### Tasks for this exercise
- a) List the section headings in the text on misleading visualizations below, in the order they appear.
- b) Extend the text on misleading visualizations below, starting after its final paragraph.

### Selected extract
########################################
It should be clear to you by now that it is actually quite easy to create a misleading visualization. Even ‘trustworthy’ institutions make use of these shady misleading practices. And I was wondering if we need advice on how to defend ourselves against misleading visualizations… I would like to give you a few recommendations to stay sharp when you’re presented with either graphs, charts, maps, and diagrams.
MANIPULATING THE Y-AXIS
Make sure you check the y-axis of a graph as it is one of the most common ways data is manipulated in visuals. It makes something that is not significant seem like quite a difference. This is called a ‘truncated graph’. One of the first things that is removed is the baselines or y-axis as can be seen in the example to fool you into thinking February experienced a drastic increase in conversion rate.
Be prepared for blown out scales of a graph to minimize or maximize a change. This phenomenon is called ‘axis changing’ and is almost the opposite of truncating data. Axis and baselines are included but are changed so much that they lose meaning. Look at the next example about climate change. Why are temperatures like -10 degrees up to 110 degrees included? Of course, to make the line as flat as possible and make you believe climate change is no real thing. If you have a look at the ‘fixed’ graph next to it you have a better understanding of what is actually happening.
CHERRY PICKING DATA
Be aware of visuals misleading you through skewed data, wherein only certain parts are included that sheds a positive light on their viewpoint. Take a look at the two examples below. The left graph portrays to cover a long period as many points in time are added. In reality it is only 10 years. You might think that the UK national debt is at an all-time high. However, when you analyze the right example, you know you’re being fooled!
USING THE WRONG GRAPH
Watch out for the use of the wrong graph as it can create a misleading data visualization. Most probably Microsoft made this mistake on purpose to give us the feeling that Microsoft Edge is almost 50% faster than Firefox and 25% faster than Chrome. When you check the right graph you notice that in reality the difference in browser speed is only marginal.
GOING AGAINST CONVENTIONS
Don’t be surprised to see misleading graphs and charts that alter long-held conventions or associations. Think of using green for losses, and red for profits. It would make no sense to anyone. In the example below they used a light color for high levels and a dark color for low levels. With some common sense you would rather flip this color schema around.
########################################
### Source data
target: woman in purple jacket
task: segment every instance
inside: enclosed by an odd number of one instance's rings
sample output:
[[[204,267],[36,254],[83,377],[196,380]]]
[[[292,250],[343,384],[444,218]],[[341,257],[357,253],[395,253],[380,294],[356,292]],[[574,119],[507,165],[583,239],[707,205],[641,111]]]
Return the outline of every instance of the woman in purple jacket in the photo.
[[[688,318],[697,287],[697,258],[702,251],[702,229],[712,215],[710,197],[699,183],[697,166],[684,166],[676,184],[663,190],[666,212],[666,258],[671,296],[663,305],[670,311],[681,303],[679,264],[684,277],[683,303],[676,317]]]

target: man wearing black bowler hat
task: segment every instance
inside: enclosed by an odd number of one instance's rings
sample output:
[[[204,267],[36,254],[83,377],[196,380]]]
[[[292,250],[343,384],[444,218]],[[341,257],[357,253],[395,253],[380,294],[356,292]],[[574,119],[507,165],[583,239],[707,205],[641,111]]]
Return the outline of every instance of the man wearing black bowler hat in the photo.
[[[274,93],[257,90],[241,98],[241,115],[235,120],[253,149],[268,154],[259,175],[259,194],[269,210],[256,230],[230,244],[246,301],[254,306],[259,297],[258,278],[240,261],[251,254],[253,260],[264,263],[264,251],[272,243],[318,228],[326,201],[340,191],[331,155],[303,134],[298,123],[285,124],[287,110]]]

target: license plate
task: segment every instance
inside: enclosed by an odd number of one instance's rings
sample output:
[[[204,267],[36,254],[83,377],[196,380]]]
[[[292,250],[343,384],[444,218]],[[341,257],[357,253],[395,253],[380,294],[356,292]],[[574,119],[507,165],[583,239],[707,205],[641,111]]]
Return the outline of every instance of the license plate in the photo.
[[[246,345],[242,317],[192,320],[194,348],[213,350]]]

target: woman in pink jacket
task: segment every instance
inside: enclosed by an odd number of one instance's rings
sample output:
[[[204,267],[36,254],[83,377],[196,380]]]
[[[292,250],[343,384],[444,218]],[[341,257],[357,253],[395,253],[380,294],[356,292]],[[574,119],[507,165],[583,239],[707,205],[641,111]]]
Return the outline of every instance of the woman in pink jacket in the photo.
########################################
### Answers by item number
- a)
MANIPULATING THE Y-AXIS
CHERRY PICKING DATA
USING THE WRONG GRAPH
GOING AGAINST CONVENTIONS

- b)
I hope you’ve been thought at school that correlation doesn’t imply causation. Nevertheless, because of all clickbait headlines you’ve read over the last couple of years it might have fell out of your head. The next graph might be an obvious one, but still, you’re warned!
WHAT IS THE POINT OF IT ALL?
The internet is bloated with examples of misleading data visualization. The recommendation you read might actually come in handy one day. Don’t you think it is a frustrating thing that we have to teach ourselves how to guard against misleading data visualizations? Shouldn’t we expect professionals and institutions to be trustworthy instead of spreading misleading narrative? Frustratingly, we can’t expect this misconduct to never happen again. I suggest that we immediately start teaching kids in high school how to defend themselves against future misconducts of data visualization. What do you think? Or can you think of a better solution?
Beattie, V., & Jones, M. J. (2002). The impact of graph slope on rate of change judgments in corporate reports. Abacus, 38(2), 177–199. https://doi.org/10.1111/1467-6281.00104
Bihanic, D. (2015). New challenges for data design. New Challenges for Data Design, 1–447. https://doi.org/10.1007/978-1-4471-6596-5
Cukier, K., (2010). A special report on managing information. The Economist, 394 (8671), 3e18.
Jones, G.E. (2006). How to Lie with Charts, Second Edition (Santa Monica, CA: LaPuerta).